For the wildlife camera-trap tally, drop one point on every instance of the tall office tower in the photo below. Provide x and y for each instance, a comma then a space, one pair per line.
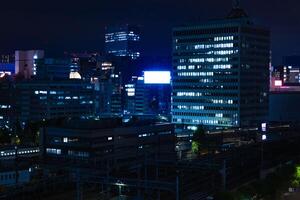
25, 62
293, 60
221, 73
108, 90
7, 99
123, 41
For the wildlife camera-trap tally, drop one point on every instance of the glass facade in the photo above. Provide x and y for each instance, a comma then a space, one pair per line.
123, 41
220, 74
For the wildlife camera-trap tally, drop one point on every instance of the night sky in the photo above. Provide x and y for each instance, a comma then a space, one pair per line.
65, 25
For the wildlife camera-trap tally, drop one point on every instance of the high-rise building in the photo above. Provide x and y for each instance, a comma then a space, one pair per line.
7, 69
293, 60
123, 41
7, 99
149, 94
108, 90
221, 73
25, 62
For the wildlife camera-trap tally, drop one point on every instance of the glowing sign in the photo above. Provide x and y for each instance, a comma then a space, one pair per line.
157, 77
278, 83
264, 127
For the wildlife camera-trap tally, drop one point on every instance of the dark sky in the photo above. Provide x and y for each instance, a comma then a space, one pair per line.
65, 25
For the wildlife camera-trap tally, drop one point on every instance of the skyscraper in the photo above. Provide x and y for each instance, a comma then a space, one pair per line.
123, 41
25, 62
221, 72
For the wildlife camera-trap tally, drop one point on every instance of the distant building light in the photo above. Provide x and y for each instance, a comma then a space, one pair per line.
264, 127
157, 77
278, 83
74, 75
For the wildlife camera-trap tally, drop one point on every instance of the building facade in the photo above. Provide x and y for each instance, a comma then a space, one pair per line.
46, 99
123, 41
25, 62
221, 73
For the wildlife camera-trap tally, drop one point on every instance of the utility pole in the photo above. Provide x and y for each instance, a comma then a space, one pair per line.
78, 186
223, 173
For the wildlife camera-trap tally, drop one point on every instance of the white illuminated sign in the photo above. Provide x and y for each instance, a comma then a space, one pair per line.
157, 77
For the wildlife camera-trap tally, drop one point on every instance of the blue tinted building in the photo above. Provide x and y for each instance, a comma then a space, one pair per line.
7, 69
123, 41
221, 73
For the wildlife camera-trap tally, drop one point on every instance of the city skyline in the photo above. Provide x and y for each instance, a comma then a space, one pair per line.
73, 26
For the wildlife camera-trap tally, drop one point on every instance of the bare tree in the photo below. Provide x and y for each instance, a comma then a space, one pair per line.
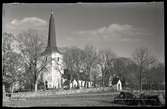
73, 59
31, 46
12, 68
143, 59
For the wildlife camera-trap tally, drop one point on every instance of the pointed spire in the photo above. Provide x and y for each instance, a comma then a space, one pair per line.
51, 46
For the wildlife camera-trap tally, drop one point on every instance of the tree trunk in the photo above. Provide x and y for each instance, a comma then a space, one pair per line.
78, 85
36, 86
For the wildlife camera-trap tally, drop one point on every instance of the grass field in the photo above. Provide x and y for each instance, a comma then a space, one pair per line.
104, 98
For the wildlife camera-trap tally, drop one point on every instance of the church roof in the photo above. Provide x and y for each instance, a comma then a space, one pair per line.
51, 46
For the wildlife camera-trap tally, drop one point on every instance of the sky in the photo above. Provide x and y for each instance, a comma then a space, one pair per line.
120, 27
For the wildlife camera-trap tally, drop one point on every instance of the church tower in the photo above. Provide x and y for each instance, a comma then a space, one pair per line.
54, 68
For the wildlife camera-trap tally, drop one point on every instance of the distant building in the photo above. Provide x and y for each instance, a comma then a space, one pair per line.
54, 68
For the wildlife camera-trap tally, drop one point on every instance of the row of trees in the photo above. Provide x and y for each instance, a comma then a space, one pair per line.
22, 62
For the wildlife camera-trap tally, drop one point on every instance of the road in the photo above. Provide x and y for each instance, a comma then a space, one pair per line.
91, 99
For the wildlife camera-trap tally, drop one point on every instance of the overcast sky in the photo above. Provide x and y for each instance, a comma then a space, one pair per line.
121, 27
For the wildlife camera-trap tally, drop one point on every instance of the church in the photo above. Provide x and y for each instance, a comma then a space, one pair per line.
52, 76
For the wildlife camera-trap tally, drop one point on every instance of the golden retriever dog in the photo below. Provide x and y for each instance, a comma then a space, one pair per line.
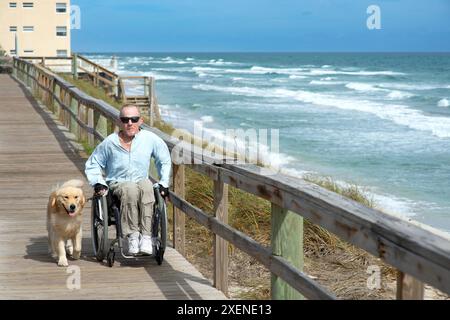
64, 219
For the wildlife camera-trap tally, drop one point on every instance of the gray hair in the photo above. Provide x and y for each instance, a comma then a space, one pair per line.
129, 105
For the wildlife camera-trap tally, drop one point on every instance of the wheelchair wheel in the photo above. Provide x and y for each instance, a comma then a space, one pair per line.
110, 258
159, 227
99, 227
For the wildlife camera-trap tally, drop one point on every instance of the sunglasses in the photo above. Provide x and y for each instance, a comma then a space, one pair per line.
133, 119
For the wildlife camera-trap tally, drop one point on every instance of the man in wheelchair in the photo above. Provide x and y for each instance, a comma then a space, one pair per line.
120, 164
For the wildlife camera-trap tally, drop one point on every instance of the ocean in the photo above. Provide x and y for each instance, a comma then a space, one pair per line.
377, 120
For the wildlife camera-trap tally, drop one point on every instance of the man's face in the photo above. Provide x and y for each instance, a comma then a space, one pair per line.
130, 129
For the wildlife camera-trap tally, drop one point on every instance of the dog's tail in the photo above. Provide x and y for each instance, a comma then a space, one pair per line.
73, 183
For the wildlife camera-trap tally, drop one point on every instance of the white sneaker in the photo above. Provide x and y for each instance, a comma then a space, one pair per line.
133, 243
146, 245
==
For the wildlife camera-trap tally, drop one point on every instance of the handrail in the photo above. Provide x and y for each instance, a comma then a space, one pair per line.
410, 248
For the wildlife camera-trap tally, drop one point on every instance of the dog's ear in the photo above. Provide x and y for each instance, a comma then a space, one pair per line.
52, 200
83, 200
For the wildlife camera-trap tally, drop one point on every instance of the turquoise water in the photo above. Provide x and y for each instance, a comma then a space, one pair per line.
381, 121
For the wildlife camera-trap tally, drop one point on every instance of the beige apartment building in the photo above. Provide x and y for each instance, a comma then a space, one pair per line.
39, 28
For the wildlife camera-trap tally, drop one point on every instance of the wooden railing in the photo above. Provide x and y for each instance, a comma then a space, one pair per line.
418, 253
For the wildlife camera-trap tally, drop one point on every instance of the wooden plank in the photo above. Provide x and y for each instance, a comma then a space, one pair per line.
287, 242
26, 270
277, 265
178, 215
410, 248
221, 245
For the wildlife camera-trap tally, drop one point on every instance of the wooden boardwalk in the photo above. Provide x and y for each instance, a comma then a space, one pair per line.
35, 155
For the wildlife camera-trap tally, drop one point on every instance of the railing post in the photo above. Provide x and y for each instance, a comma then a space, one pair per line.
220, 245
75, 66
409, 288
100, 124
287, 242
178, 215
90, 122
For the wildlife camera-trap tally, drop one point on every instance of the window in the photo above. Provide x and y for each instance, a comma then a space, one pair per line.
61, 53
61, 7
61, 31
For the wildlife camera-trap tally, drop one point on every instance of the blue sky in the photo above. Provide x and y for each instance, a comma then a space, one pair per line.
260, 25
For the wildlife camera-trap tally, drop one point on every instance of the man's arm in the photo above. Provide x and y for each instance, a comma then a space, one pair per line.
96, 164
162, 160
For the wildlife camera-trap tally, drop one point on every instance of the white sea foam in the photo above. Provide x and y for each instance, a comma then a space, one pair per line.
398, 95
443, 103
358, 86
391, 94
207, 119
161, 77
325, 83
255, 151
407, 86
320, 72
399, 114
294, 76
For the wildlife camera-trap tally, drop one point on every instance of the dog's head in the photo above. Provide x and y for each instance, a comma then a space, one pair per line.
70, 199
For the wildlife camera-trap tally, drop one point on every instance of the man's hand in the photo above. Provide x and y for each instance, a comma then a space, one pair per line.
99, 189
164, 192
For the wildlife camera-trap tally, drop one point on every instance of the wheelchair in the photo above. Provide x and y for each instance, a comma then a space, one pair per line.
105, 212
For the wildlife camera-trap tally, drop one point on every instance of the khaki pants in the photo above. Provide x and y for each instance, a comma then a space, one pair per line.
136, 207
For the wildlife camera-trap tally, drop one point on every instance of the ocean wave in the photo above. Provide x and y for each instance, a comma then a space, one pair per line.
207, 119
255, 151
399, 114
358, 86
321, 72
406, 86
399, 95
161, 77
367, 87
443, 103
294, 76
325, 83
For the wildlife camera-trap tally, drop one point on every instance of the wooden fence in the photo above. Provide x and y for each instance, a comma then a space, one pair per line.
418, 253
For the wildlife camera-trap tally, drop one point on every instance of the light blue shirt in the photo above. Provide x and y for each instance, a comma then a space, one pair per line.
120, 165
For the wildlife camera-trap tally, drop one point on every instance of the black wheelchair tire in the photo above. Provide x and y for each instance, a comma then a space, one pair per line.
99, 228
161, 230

**GOAL OF THE EXERCISE**
Which lines in the rows above contain the string "facade"? Display each such line in full.

**TASK SOLUTION**
For the wildlife camera-trap tally, drop one point on every instance of the glass facade in the photo above. Provide x and y for each instance, a comma then a space, one pair per line.
For the wildlife camera-trap tally, drop one point on every instance of the building facade in the photo above. Provide x and y for each instance, a comma then a space, one pair per line.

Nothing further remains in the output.